** START DOCUMENT SECTION **
In the Chrome OS build environment you get a really big win. For an
incremental build (via emerge) I measured a speedup from ~1 minute to
~35 seconds. ...but Chrome OS calls the compiler through a number of
wrapper scripts and also calls the kernel make at least twice for an
emerge (during compile stage and install stage), so it's a bit of a
worst case.
Perhaps a more realistic measure of the speedup others might see is
running "time make help > /dev/null" outside of the Chrome OS build
environment on my system. When I do this I see that it took more than
1.0 seconds before and less than 0.2 seconds after. So presumably
this has the ability to shave ~0.8 seconds off an incremental build
for most folks out there. While 0.8 seconds savings isn't huge, it
does make incremental builds feel a lot snappier.
Caveats from v1 still copied here, though with Masahiro Yamada's
suggestions from v1 this is starting to feel a little more baked and
I've even dropped the RFC from it (though extra testing still
appreciated):
Please note that I make no illusions of being a Makefile expert nor do
I have any belief that I fully understand the Linux kernel build
system. Please take this patch series as the start of a discussion
about whether others feel like this type of speedup is worthwhile and
how to best accomplish it. Specific things to note:
- I'm happy to paint the bikeshed any color that maintainers want. If
you'd like the cache named differently, in a slightly different
format, or you want me to adjust the spacing / names of Makefile
stuff then please just let me know.
** END DOCUMENT SECTION **
** START INFORMATION SHOWN **
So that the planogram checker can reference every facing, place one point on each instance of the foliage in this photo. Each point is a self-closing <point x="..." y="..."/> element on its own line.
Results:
** END INFORMATION SHOWN **
# [WRITTEN INSTRUCTION]
In the build speedup text, how long did running "time make help > /dev/null" take before and after the change?

# [SOLUTION TO THIS EXERCISE]
It took more than 1.0 seconds before the change and less than 0.2 seconds after.